*What is needed:*
Revise the entries below so that "Segment" becomes "Outline" wherever it occurs, with every other character left as it is.

──────── Recorded data

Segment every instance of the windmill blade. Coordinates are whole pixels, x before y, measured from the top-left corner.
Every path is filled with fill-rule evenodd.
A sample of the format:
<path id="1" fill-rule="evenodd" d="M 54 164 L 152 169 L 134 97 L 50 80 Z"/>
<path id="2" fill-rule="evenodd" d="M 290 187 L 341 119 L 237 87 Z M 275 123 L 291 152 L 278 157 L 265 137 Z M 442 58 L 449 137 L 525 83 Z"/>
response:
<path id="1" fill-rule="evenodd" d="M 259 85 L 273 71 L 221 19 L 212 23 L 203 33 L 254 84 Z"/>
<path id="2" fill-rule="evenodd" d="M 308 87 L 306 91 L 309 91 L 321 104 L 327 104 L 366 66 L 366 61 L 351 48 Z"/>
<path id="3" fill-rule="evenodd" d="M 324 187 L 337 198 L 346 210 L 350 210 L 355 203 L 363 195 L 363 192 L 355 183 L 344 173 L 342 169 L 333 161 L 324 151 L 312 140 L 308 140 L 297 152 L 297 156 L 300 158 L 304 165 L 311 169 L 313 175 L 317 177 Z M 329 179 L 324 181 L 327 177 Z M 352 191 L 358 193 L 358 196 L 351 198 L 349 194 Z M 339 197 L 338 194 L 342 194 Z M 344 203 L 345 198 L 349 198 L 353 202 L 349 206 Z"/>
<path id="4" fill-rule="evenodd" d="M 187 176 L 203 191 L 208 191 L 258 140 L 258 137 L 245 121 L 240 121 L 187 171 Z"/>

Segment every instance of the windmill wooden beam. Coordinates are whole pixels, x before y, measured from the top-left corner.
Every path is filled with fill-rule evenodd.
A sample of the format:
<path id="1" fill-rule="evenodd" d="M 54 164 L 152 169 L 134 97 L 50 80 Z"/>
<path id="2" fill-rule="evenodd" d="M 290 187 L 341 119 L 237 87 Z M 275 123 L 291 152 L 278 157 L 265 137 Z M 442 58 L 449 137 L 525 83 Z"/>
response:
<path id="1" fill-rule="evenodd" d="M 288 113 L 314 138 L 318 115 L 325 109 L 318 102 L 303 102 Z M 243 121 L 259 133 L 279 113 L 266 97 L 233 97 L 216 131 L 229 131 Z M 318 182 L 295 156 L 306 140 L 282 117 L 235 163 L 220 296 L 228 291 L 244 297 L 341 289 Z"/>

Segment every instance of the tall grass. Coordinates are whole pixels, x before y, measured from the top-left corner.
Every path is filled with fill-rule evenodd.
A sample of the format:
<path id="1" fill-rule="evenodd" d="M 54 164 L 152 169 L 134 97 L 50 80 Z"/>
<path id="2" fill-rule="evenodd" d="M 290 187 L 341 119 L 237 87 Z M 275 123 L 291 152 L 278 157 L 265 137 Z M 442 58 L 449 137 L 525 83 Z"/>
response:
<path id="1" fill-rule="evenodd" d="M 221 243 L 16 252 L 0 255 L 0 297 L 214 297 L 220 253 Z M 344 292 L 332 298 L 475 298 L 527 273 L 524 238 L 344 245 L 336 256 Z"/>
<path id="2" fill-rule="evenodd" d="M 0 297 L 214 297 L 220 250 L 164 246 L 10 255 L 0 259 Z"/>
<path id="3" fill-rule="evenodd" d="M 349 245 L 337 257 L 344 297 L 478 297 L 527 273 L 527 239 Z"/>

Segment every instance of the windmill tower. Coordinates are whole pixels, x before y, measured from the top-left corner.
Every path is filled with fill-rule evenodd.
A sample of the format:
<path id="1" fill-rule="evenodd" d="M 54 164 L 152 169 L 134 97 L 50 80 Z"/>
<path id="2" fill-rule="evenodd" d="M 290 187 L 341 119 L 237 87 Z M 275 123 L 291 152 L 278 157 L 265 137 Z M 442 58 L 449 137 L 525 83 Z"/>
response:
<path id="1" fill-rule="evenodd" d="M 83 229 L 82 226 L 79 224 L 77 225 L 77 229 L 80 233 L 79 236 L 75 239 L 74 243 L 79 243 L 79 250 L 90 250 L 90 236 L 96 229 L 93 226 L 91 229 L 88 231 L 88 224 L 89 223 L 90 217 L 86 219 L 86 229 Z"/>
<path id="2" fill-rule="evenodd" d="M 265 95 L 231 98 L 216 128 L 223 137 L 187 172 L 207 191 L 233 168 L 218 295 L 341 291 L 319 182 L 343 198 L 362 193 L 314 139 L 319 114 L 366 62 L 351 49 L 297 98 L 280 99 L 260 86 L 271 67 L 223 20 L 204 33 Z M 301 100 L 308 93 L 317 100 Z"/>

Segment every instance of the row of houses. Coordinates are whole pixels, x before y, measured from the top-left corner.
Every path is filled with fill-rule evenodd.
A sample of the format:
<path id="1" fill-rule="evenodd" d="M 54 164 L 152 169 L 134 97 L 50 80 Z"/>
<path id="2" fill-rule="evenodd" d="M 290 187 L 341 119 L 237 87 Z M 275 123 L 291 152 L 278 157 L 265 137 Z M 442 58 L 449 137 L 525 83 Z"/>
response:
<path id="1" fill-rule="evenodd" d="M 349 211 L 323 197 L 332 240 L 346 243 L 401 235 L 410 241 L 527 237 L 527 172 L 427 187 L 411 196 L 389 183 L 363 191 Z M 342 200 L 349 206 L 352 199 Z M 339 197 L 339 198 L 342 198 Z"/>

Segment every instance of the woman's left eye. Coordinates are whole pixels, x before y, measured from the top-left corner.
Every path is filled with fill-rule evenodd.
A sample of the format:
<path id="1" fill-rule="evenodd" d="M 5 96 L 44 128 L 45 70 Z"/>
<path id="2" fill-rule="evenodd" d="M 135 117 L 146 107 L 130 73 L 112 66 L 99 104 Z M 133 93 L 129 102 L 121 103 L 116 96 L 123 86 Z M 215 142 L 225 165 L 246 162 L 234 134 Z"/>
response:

────────────────

*Reply:*
Outline every instance of the windmill blade. Coordinates are whole pixels, x before y, measured from the top-left corner.
Every path is filled with fill-rule evenodd.
A sample of the format:
<path id="1" fill-rule="evenodd" d="M 54 164 L 152 169 L 134 97 L 50 80 Z"/>
<path id="2" fill-rule="evenodd" d="M 290 187 L 341 119 L 237 87 Z M 275 123 L 291 152 L 278 157 L 265 137 Z M 442 58 L 449 137 L 525 83 Z"/>
response:
<path id="1" fill-rule="evenodd" d="M 259 85 L 273 71 L 221 19 L 212 23 L 203 33 L 254 84 Z"/>
<path id="2" fill-rule="evenodd" d="M 308 87 L 306 91 L 309 91 L 321 104 L 327 104 L 366 66 L 366 61 L 351 48 Z"/>
<path id="3" fill-rule="evenodd" d="M 324 187 L 337 198 L 346 210 L 350 210 L 355 203 L 363 195 L 363 192 L 355 183 L 344 173 L 342 169 L 333 161 L 324 151 L 312 140 L 308 140 L 297 152 L 297 156 L 300 158 L 304 165 L 311 169 L 313 175 L 317 177 Z M 329 179 L 324 181 L 327 177 Z M 352 191 L 358 193 L 358 196 L 351 198 L 349 194 Z M 339 197 L 338 194 L 342 194 Z M 344 203 L 345 198 L 349 198 L 353 202 L 349 206 Z"/>
<path id="4" fill-rule="evenodd" d="M 187 176 L 203 191 L 208 191 L 258 140 L 258 137 L 245 121 L 240 121 L 187 171 Z"/>

Outline every instance of the windmill wooden beam. Coordinates are whole pixels, x before y, measured from the top-left corner.
Every path is filled with fill-rule evenodd.
A sample of the format:
<path id="1" fill-rule="evenodd" d="M 54 164 L 152 169 L 134 97 L 50 80 Z"/>
<path id="2" fill-rule="evenodd" d="M 290 187 L 341 119 L 237 87 Z M 275 123 L 291 152 L 278 157 L 265 137 Z M 442 58 L 449 137 L 525 83 Z"/>
response:
<path id="1" fill-rule="evenodd" d="M 288 113 L 314 138 L 318 115 L 325 109 L 318 102 L 303 102 Z M 243 121 L 259 133 L 279 113 L 266 97 L 233 97 L 216 131 L 229 131 Z M 318 182 L 295 156 L 306 140 L 282 117 L 235 163 L 220 296 L 228 291 L 244 297 L 341 289 Z"/>

Outline every instance of the tall grass. Coordinates are whole pixels, x before y, measured from the top-left corner.
Every path is filled with fill-rule evenodd.
A sample of the format:
<path id="1" fill-rule="evenodd" d="M 54 164 L 152 169 L 134 97 L 50 80 Z"/>
<path id="2" fill-rule="evenodd" d="M 290 187 L 341 119 L 237 87 Z M 275 123 L 291 152 L 278 157 L 265 137 Z M 442 58 L 449 137 L 525 83 Z"/>
response:
<path id="1" fill-rule="evenodd" d="M 221 243 L 16 252 L 0 255 L 0 297 L 214 297 L 220 253 Z M 344 292 L 332 298 L 475 298 L 527 273 L 524 238 L 344 245 L 336 256 Z"/>
<path id="2" fill-rule="evenodd" d="M 0 297 L 214 297 L 220 250 L 164 246 L 10 255 L 0 259 Z"/>
<path id="3" fill-rule="evenodd" d="M 349 245 L 337 257 L 344 297 L 478 297 L 527 273 L 527 239 Z"/>

Outline every instance of the windmill tower. Coordinates are whole pixels, x before y, measured from the top-left corner.
Every path is filled with fill-rule evenodd.
A sample of the format:
<path id="1" fill-rule="evenodd" d="M 54 164 L 152 169 L 134 97 L 50 80 Z"/>
<path id="2" fill-rule="evenodd" d="M 290 187 L 341 119 L 237 87 Z M 275 123 L 291 152 L 278 157 L 265 137 Z M 442 58 L 449 137 L 525 83 Z"/>
response:
<path id="1" fill-rule="evenodd" d="M 83 229 L 82 226 L 79 224 L 77 225 L 77 229 L 80 233 L 79 236 L 75 239 L 74 243 L 79 243 L 79 250 L 90 250 L 90 236 L 96 229 L 93 226 L 91 229 L 88 231 L 88 224 L 89 223 L 90 217 L 86 219 L 86 229 Z"/>
<path id="2" fill-rule="evenodd" d="M 265 95 L 231 98 L 216 128 L 223 137 L 187 172 L 207 191 L 233 168 L 218 295 L 341 291 L 319 182 L 343 198 L 362 193 L 314 139 L 319 114 L 366 62 L 351 49 L 297 98 L 280 99 L 260 86 L 271 67 L 223 20 L 204 33 Z M 301 100 L 308 93 L 317 100 Z"/>

Outline every instance of the row of houses. Coordinates are whole pixels, x before y, measured from the top-left corner.
Every path is filled with fill-rule evenodd.
A sample of the format:
<path id="1" fill-rule="evenodd" d="M 54 164 L 152 169 L 134 97 L 50 80 Z"/>
<path id="2" fill-rule="evenodd" d="M 290 187 L 341 119 L 237 87 Z M 275 123 L 291 152 L 278 157 L 265 137 Z M 442 58 L 449 137 L 525 83 Z"/>
response:
<path id="1" fill-rule="evenodd" d="M 349 211 L 323 197 L 332 240 L 346 243 L 401 235 L 410 241 L 527 237 L 527 172 L 427 187 L 411 196 L 389 183 L 363 191 Z M 342 200 L 349 206 L 352 199 Z M 339 197 L 339 198 L 342 198 Z"/>

Outline every instance of the woman's left eye. Coordinates are whole pixels, x before y, measured from the top-left corner.
Every path is filled with fill-rule evenodd.
A sample of the format:
<path id="1" fill-rule="evenodd" d="M 5 96 L 44 128 L 45 70 Z"/>
<path id="2" fill-rule="evenodd" d="M 135 117 L 146 107 L 130 73 L 112 66 L 99 104 Z M 133 93 L 129 102 L 121 103 L 116 96 L 123 86 Z M 215 142 L 225 165 L 246 162 L 234 134 Z"/>
response:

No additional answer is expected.